Exercise objective:
What is needed is an exact copy of the whole listing below, with no pictures.

Extracted entries:
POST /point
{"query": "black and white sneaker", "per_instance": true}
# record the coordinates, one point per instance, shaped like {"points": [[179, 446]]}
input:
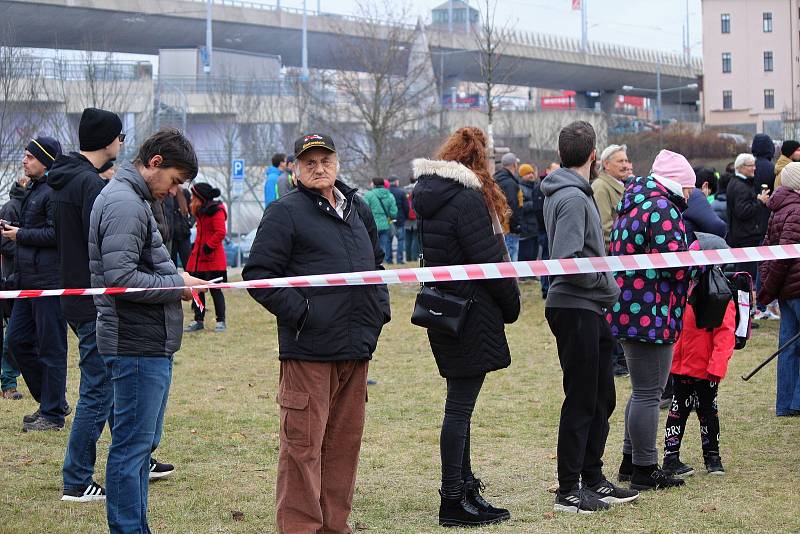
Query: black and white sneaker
{"points": [[92, 492], [611, 494], [673, 466], [579, 501], [159, 470]]}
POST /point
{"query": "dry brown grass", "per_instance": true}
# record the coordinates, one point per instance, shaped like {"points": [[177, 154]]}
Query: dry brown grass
{"points": [[221, 432]]}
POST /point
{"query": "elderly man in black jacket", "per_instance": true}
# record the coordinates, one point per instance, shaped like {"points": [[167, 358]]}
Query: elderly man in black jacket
{"points": [[326, 336], [37, 335]]}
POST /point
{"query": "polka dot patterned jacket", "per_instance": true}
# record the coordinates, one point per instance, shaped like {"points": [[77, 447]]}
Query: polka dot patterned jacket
{"points": [[651, 304]]}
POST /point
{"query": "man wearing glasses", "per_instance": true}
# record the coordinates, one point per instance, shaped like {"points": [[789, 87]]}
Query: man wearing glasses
{"points": [[746, 209], [326, 336], [76, 182]]}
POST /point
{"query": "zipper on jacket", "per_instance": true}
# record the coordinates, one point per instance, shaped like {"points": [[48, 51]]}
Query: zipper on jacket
{"points": [[303, 324]]}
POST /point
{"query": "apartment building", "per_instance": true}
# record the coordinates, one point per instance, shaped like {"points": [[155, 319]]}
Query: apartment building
{"points": [[751, 66]]}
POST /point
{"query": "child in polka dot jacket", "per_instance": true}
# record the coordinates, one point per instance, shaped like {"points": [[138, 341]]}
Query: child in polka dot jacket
{"points": [[651, 304]]}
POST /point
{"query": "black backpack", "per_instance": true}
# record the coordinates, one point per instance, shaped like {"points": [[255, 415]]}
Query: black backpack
{"points": [[741, 284]]}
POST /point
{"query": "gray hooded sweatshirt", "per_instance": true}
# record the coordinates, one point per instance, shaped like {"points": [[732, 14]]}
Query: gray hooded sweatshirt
{"points": [[574, 230]]}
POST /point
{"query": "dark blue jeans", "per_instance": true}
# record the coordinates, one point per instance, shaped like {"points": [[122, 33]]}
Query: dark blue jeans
{"points": [[141, 388], [91, 413], [544, 280], [37, 337], [8, 368], [787, 399]]}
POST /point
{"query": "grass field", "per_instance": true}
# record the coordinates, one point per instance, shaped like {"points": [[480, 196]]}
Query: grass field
{"points": [[221, 431]]}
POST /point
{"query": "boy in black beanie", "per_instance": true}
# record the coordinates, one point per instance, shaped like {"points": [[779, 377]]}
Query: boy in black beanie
{"points": [[76, 181], [36, 334]]}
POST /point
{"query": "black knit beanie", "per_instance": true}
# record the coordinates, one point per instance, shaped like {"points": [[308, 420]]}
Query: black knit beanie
{"points": [[789, 147], [45, 149], [97, 129], [205, 191]]}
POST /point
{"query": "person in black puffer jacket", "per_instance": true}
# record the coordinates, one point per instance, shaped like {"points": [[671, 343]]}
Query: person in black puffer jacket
{"points": [[8, 248], [460, 209], [37, 335]]}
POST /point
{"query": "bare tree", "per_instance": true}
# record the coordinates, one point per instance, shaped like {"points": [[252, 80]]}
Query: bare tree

Exercise solution:
POST /point
{"query": "black and white sneaker", "per_instance": true}
# record the coordinates, one point per instance, shaped like {"points": [[179, 446]]}
input:
Query: black and white sneaker
{"points": [[92, 492], [611, 494], [673, 466], [579, 501], [159, 470]]}
POST /point
{"query": "dry brown grass", "per_instance": true}
# record the coordinates, one point per instance, shaped like {"points": [[177, 154]]}
Query: dry brown grass
{"points": [[221, 432]]}
POST /point
{"query": "elderly man in black jacket", "per_instance": true}
# record the coordinates, one point per instance, shaped like {"points": [[167, 358]]}
Query: elderly man in black jacket
{"points": [[326, 336], [37, 335]]}
POST /point
{"query": "polka dot patterned jacket", "per_instance": true}
# record the coordinates, one point per instance, shaped like {"points": [[77, 447]]}
Query: polka dot patterned jacket
{"points": [[651, 304]]}
POST /point
{"query": "man wearing glasses", "per_instance": true}
# record the coordinates, one point per instance, shaped like {"points": [[789, 87]]}
Query: man wearing glasses
{"points": [[746, 209], [326, 336], [76, 182]]}
POST /point
{"query": "zipper on jacket", "per_instance": true}
# record the coordinates, one point per instance, shaped like {"points": [[48, 51]]}
Query: zipper on jacket
{"points": [[303, 324]]}
POST /point
{"query": "apartment building", "per_instance": true}
# record the coordinates, one point per instance, shaped like {"points": [[155, 319]]}
Query: apartment building
{"points": [[751, 66]]}
POST /point
{"query": "child in polka dot jacket", "per_instance": true}
# record the coordinates, one point per instance, shaped like {"points": [[138, 341]]}
Query: child in polka dot jacket
{"points": [[651, 304]]}
POST /point
{"query": "black backpack", "per_instance": true}
# record the coordinates, one point per instance, shaped like {"points": [[255, 415]]}
Query: black backpack
{"points": [[741, 284]]}
POST /point
{"query": "gray hooded sweatshirt", "per_instance": true}
# record the coordinates, one point per instance, shaped like {"points": [[732, 14]]}
Query: gray hooded sweatshirt
{"points": [[574, 230]]}
POST /point
{"query": "dark blue jeans", "per_instance": true}
# record the coordinates, one point per instance, shaped like {"points": [[122, 33]]}
Query: dark blue jeans
{"points": [[141, 388], [91, 413], [544, 280], [37, 337], [8, 368], [787, 399]]}
POST /point
{"query": "grass field", "per_instance": true}
# record the coordinates, one point per instance, shaped like {"points": [[480, 196]]}
Query: grass field
{"points": [[221, 431]]}
POST /point
{"query": "boy in black beanie", "per_instance": true}
# record the coordinates, one point per instance, shaped like {"points": [[779, 377]]}
Query: boy in black beanie
{"points": [[76, 181], [36, 334]]}
POST /point
{"query": "black knit beanie", "per_instance": true}
# record the coordinates, one point per instance, shaped like {"points": [[308, 420]]}
Query: black knit beanie
{"points": [[789, 147], [45, 149], [97, 129], [205, 191]]}
POST /point
{"query": "person in black puffer jacket", "per_instance": true}
# record the coordinates, one point per instance, shaped like {"points": [[671, 343]]}
Query: person in black puffer jacket
{"points": [[8, 248], [460, 209], [37, 335]]}
POST /point
{"query": "bare tree", "per_instance": true}
# record the coordinates, one point per instance, shaped like {"points": [[252, 80]]}
Query: bare tree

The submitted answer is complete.